- Instruction -
Locate every line in the records below that contains the word "Query" and copy each such line.

Coordinate annotation entries:

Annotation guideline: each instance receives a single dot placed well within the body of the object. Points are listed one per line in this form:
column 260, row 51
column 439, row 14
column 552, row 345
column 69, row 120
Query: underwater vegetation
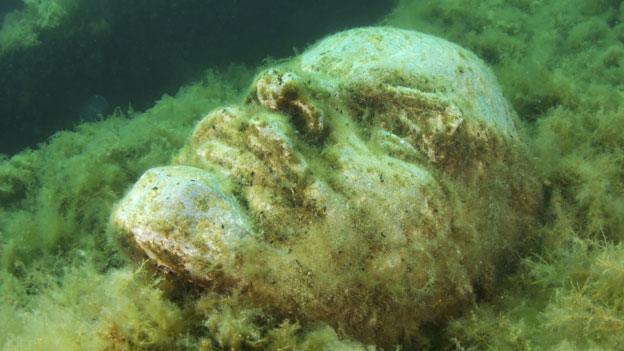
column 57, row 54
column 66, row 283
* * *
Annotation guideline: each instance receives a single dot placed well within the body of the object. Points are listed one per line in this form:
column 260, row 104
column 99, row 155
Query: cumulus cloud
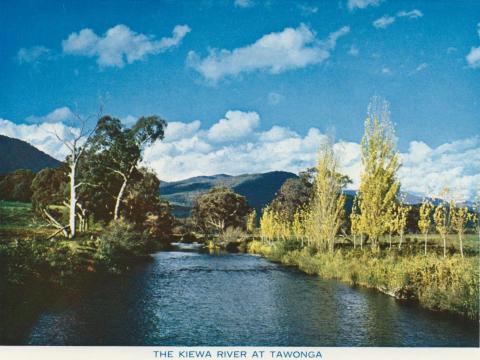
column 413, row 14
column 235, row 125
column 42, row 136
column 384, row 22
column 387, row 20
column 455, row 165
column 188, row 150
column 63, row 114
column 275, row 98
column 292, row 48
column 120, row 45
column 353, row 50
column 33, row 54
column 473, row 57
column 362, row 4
...
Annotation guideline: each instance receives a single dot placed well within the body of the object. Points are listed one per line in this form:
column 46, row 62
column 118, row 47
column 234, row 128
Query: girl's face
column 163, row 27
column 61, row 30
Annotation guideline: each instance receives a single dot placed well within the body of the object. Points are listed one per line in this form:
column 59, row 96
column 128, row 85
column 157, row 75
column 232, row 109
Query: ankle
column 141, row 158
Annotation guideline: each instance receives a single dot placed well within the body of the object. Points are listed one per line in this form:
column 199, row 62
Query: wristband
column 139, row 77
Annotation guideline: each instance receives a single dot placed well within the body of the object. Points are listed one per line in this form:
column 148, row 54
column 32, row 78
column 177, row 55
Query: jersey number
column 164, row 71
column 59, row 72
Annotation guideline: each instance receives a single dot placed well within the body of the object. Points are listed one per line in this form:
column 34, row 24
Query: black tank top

- Response to the task -
Query: underwater vegetation
Query: cumulus cloud
Query: girl's face
Query: ankle
Query: wristband
Query: jersey number
Query: black tank top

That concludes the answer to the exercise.